[Region annotation items]

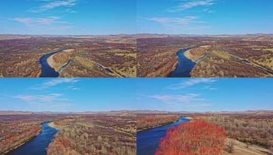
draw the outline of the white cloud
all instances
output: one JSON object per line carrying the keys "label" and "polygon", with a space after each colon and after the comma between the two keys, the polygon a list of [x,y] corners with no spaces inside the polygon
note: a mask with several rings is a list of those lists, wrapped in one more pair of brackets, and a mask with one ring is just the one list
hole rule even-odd
{"label": "white cloud", "polygon": [[188,87],[193,86],[200,83],[212,83],[217,80],[214,78],[196,78],[191,79],[186,81],[171,85],[167,88],[171,90],[179,90]]}
{"label": "white cloud", "polygon": [[169,9],[168,11],[171,12],[176,12],[198,6],[209,6],[214,4],[215,0],[187,0],[181,1],[183,2],[181,3],[178,6]]}
{"label": "white cloud", "polygon": [[58,21],[59,17],[51,16],[45,18],[20,18],[16,17],[9,19],[10,20],[18,21],[26,24],[48,25],[53,23],[67,23],[65,21]]}
{"label": "white cloud", "polygon": [[77,5],[77,0],[63,0],[63,1],[39,1],[43,2],[48,2],[46,3],[43,4],[41,6],[32,8],[30,10],[30,12],[34,13],[39,13],[46,11],[49,9],[60,7],[71,7]]}
{"label": "white cloud", "polygon": [[199,98],[199,95],[196,94],[187,94],[179,95],[153,95],[148,96],[162,101],[167,102],[188,102],[192,100],[205,100]]}
{"label": "white cloud", "polygon": [[54,79],[41,84],[33,86],[30,88],[34,90],[42,90],[63,84],[73,84],[78,81],[77,79],[75,78]]}
{"label": "white cloud", "polygon": [[47,95],[18,95],[12,97],[22,100],[30,103],[52,102],[57,100],[69,100],[61,98],[61,94],[51,93]]}
{"label": "white cloud", "polygon": [[146,18],[147,20],[154,21],[163,24],[187,25],[190,23],[206,23],[202,21],[198,21],[198,18],[195,16],[186,16],[182,18],[170,17],[153,17]]}
{"label": "white cloud", "polygon": [[180,108],[198,108],[211,106],[210,103],[208,102],[209,100],[200,97],[200,95],[196,94],[189,93],[178,95],[156,95],[146,97],[159,100],[168,106],[174,106]]}

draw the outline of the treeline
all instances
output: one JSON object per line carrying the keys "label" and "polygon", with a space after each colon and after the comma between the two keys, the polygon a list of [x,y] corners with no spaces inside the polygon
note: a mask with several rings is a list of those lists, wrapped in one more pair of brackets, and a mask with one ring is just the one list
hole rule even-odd
{"label": "treeline", "polygon": [[184,123],[168,131],[156,154],[221,154],[227,135],[224,128],[204,120]]}
{"label": "treeline", "polygon": [[172,114],[138,115],[137,130],[173,122],[178,121],[180,117],[178,115]]}
{"label": "treeline", "polygon": [[273,148],[272,115],[214,115],[202,118],[224,127],[229,138]]}
{"label": "treeline", "polygon": [[40,122],[0,122],[0,154],[20,145],[41,130]]}
{"label": "treeline", "polygon": [[[88,118],[92,116],[85,116],[56,122],[61,131],[49,145],[47,154],[136,154],[135,136],[93,123]],[[97,118],[103,117],[100,116]]]}

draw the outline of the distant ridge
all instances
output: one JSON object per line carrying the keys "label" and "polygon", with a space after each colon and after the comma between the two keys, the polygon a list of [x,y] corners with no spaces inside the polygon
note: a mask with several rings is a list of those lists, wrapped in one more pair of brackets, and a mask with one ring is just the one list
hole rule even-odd
{"label": "distant ridge", "polygon": [[268,113],[273,114],[273,110],[246,110],[238,111],[220,111],[220,112],[189,112],[189,111],[177,111],[170,112],[167,111],[157,110],[117,110],[108,111],[86,111],[86,112],[31,112],[22,111],[0,111],[0,115],[32,115],[32,114],[120,114],[132,113],[134,114],[249,114],[262,115]]}

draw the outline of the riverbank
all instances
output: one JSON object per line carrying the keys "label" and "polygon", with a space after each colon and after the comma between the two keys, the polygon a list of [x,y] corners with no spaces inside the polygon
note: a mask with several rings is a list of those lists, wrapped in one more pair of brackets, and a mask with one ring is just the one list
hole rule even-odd
{"label": "riverbank", "polygon": [[38,135],[39,135],[40,134],[41,134],[41,133],[42,132],[42,131],[43,131],[43,129],[42,128],[41,128],[37,133],[35,135],[31,137],[31,138],[28,139],[27,140],[26,140],[24,142],[20,143],[20,144],[19,144],[18,145],[12,148],[11,148],[9,150],[5,151],[4,152],[4,154],[7,154],[8,153],[9,153],[9,152],[12,151],[13,150],[14,150],[16,148],[17,148],[18,147],[24,145],[24,144],[27,143],[27,142],[28,142],[29,141],[31,141],[31,140],[32,140],[33,139],[34,139],[34,138],[35,138],[36,136],[37,136]]}
{"label": "riverbank", "polygon": [[247,145],[235,139],[228,138],[227,144],[232,143],[234,150],[232,153],[223,151],[224,155],[266,155],[270,154],[270,151],[255,145]]}
{"label": "riverbank", "polygon": [[[193,119],[193,118],[192,117],[183,117],[183,118],[185,118],[185,119],[189,119],[189,120]],[[175,123],[175,122],[177,122],[179,121],[180,119],[181,119],[181,118],[179,118],[178,120],[175,121],[169,122],[167,122],[167,123],[159,124],[159,125],[156,125],[156,126],[151,126],[151,127],[144,127],[144,128],[137,130],[137,132],[142,131],[145,131],[145,130],[149,130],[149,129],[151,129],[151,128],[155,128],[155,127],[160,127],[160,126],[164,126],[164,125],[169,125],[170,124],[173,123]]]}
{"label": "riverbank", "polygon": [[60,130],[60,128],[58,127],[57,125],[54,123],[54,122],[52,122],[48,123],[48,126],[56,130]]}
{"label": "riverbank", "polygon": [[168,123],[164,123],[164,124],[159,124],[159,125],[156,125],[156,126],[151,126],[151,127],[144,127],[144,128],[137,130],[137,132],[142,131],[144,131],[144,130],[149,130],[149,129],[151,129],[151,128],[155,128],[155,127],[160,127],[160,126],[161,126],[168,125],[168,124],[171,124],[171,123],[175,123],[177,121],[173,121],[173,122],[168,122]]}
{"label": "riverbank", "polygon": [[[60,72],[62,68],[67,65],[71,58],[71,56],[75,51],[75,49],[67,49],[60,51],[61,51],[61,53],[59,52],[56,53],[48,57],[46,60],[48,65],[54,68],[56,72]],[[57,55],[59,55],[57,56]],[[58,59],[61,59],[62,62],[58,63],[54,60],[54,57],[57,56],[58,57]]]}

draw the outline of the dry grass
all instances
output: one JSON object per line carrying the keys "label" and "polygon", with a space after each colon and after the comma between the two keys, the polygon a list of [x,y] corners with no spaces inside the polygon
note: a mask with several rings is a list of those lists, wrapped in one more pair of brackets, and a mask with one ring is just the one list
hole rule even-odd
{"label": "dry grass", "polygon": [[269,154],[268,149],[263,148],[254,145],[247,145],[232,139],[228,139],[227,143],[232,142],[234,150],[232,153],[224,151],[224,155],[263,155]]}

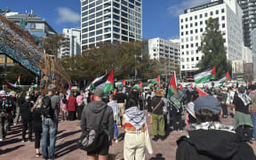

## [TASK PROMPT]
Output all the items above as a JSON list of strings with one string per line. Omit blank lines and leave the pictures out.

## [SOLUTION TO THE EXERCISE]
[
  "draw the outline of the white cloud",
  "all instances",
  "output: one JSON object per line carrying the keys \"label\" and \"polygon\", with a space after each colon and after the comma between the two keys, the polygon a list of [x,y] corners with no spaces inside the polygon",
  "note: a mask with several rings is a list of those lists, wrapped in one more pair of brackets, and a mask with one ring is just the one list",
  "hole rule even-odd",
  "{\"label\": \"white cloud\", \"polygon\": [[188,87],[193,86],[200,83],[212,83],[217,80],[214,78],[196,78],[191,79],[186,81],[171,85],[167,88],[171,90],[179,90]]}",
  "{\"label\": \"white cloud\", \"polygon\": [[169,9],[168,11],[171,12],[176,12],[198,6],[209,6],[214,4],[215,0],[187,0],[181,1],[183,2],[181,3],[178,6]]}",
  "{\"label\": \"white cloud\", \"polygon\": [[58,21],[59,17],[51,16],[45,18],[20,18],[16,17],[9,19],[10,20],[18,21],[26,24],[48,25],[53,23],[67,23],[65,21]]}",
  "{\"label\": \"white cloud\", \"polygon\": [[77,5],[77,0],[63,0],[63,1],[39,1],[43,2],[48,2],[46,3],[43,4],[41,6],[32,8],[30,10],[30,12],[34,13],[39,13],[46,11],[49,9],[60,7],[71,7]]}",
  "{\"label\": \"white cloud\", \"polygon\": [[199,98],[199,95],[196,94],[187,94],[179,95],[153,95],[148,96],[162,101],[167,102],[188,102],[192,100],[205,100]]}",
  "{\"label\": \"white cloud\", \"polygon\": [[54,79],[41,84],[33,86],[30,88],[34,90],[42,90],[63,84],[73,84],[78,81],[77,79],[75,78]]}",
  "{\"label\": \"white cloud\", \"polygon\": [[47,95],[18,95],[12,97],[22,100],[30,103],[52,102],[57,100],[69,100],[61,98],[61,94],[51,93]]}",
  "{\"label\": \"white cloud\", \"polygon\": [[146,18],[147,20],[154,21],[163,24],[187,25],[190,23],[206,23],[202,21],[198,21],[198,18],[195,16],[186,16],[182,18],[170,17],[153,17]]}",
  "{\"label\": \"white cloud\", \"polygon\": [[180,108],[198,108],[211,106],[210,103],[208,102],[209,100],[200,97],[200,95],[196,94],[189,93],[178,95],[156,95],[146,97],[159,100],[168,106],[174,106]]}",
  "draw the outline of the treeline",
  "all instances",
  "output: one JSON object per line carrying the keys \"label\" and \"polygon\", with a space after each colon and after the comma between the two keys, the polygon a list of [x,y] corners with no spaces inside the polygon",
  "note: a mask with several rings is a list of those lists, wrapped in one more pair of brackets, and a mask with one ring is just the one list",
  "hole rule even-odd",
  "{\"label\": \"treeline\", \"polygon\": [[184,123],[168,131],[156,154],[221,154],[227,135],[224,128],[204,120]]}",
  "{\"label\": \"treeline\", \"polygon\": [[172,114],[138,115],[137,130],[173,122],[178,121],[180,117],[178,115]]}",
  "{\"label\": \"treeline\", \"polygon\": [[273,148],[272,115],[214,115],[202,118],[224,127],[229,138]]}",
  "{\"label\": \"treeline\", \"polygon\": [[40,122],[0,122],[0,154],[20,145],[41,130]]}",
  "{\"label\": \"treeline\", \"polygon\": [[[88,118],[92,116],[85,116],[56,122],[61,131],[49,145],[47,154],[136,154],[135,136],[93,123]],[[97,118],[103,117],[100,116]]]}",
  "draw the outline of the distant ridge",
  "all instances",
  "output: one JSON object per line carrying the keys \"label\" and \"polygon\", with a space after each colon and after the comma between the two keys, the polygon a list of [x,y] corners with no spaces inside the polygon",
  "note: a mask with several rings is a list of those lists, wrapped in one more pair of brackets, and a mask with one ring is just the one list",
  "hole rule even-odd",
  "{\"label\": \"distant ridge\", \"polygon\": [[268,113],[273,114],[273,110],[246,110],[238,111],[220,111],[220,112],[189,112],[189,111],[177,111],[170,112],[167,111],[157,110],[117,110],[108,111],[86,111],[86,112],[31,112],[22,111],[0,111],[0,115],[32,115],[32,114],[120,114],[132,113],[134,114],[249,114],[262,115]]}",
  "draw the outline of the riverbank",
  "all instances",
  "output: one JSON object per line carrying the keys \"label\" and \"polygon\", with a space after each colon and after the comma between the two keys, the polygon a list of [x,y] corners with no spaces inside the polygon",
  "note: a mask with several rings is a list of those lists, wrapped in one more pair of brackets, and a mask with one ring is just the one list",
  "hole rule even-odd",
  "{\"label\": \"riverbank\", \"polygon\": [[38,135],[39,135],[40,134],[41,134],[41,133],[42,132],[42,131],[43,131],[43,129],[42,128],[41,128],[37,133],[35,135],[31,137],[31,138],[28,139],[27,140],[26,140],[24,142],[20,143],[20,144],[19,144],[18,145],[12,148],[11,148],[9,150],[5,151],[4,152],[4,154],[7,154],[8,153],[9,153],[9,152],[12,151],[13,150],[14,150],[16,148],[17,148],[18,147],[24,145],[24,144],[27,143],[27,142],[28,142],[29,141],[31,141],[31,140],[32,140],[33,139],[34,139],[34,138],[35,138],[36,136],[37,136]]}",
  "{\"label\": \"riverbank\", \"polygon\": [[247,145],[235,139],[228,138],[227,144],[232,143],[234,150],[232,153],[223,151],[224,155],[266,155],[270,154],[270,151],[255,145]]}",
  "{\"label\": \"riverbank\", \"polygon\": [[[193,119],[193,118],[192,117],[183,117],[183,118],[185,118],[185,119],[189,119],[189,120]],[[175,123],[175,122],[177,122],[179,121],[180,119],[181,119],[181,118],[179,118],[178,120],[175,121],[169,122],[167,122],[167,123],[159,124],[159,125],[156,125],[156,126],[151,126],[151,127],[144,127],[144,128],[137,130],[137,132],[142,131],[145,131],[145,130],[149,130],[149,129],[151,129],[151,128],[155,128],[155,127],[160,127],[160,126],[164,126],[164,125],[169,125],[170,124],[173,123]]]}",
  "{\"label\": \"riverbank\", \"polygon\": [[60,130],[60,128],[58,127],[57,125],[54,123],[54,122],[52,122],[48,123],[48,126],[56,130]]}",
  "{\"label\": \"riverbank\", \"polygon\": [[168,123],[164,123],[164,124],[159,124],[159,125],[156,125],[156,126],[151,126],[151,127],[144,127],[144,128],[137,130],[137,132],[142,131],[144,131],[144,130],[149,130],[149,129],[151,129],[151,128],[155,128],[155,127],[160,127],[160,126],[161,126],[168,125],[168,124],[171,124],[171,123],[175,123],[177,121],[173,121],[173,122],[168,122]]}",
  "{\"label\": \"riverbank\", \"polygon\": [[[60,72],[62,68],[67,65],[71,58],[71,56],[75,51],[75,49],[67,49],[60,51],[61,51],[61,53],[59,52],[56,53],[48,57],[46,60],[48,65],[54,68],[56,72]],[[57,55],[59,55],[57,56]],[[58,59],[61,59],[62,62],[58,63],[54,60],[54,57],[57,56],[58,57]]]}",
  "draw the outline of the dry grass",
  "all instances",
  "output: one JSON object per line carrying the keys \"label\" and \"polygon\", with a space after each colon and after the comma between the two keys, the polygon a list of [x,y] corners with no spaces inside the polygon",
  "note: a mask with several rings is a list of those lists, wrapped in one more pair of brackets, and a mask with one ring is just the one list",
  "hole rule even-odd",
  "{\"label\": \"dry grass\", \"polygon\": [[269,154],[268,149],[263,148],[254,145],[247,145],[232,139],[228,139],[227,143],[232,142],[234,150],[232,153],[224,151],[224,155],[263,155]]}"
]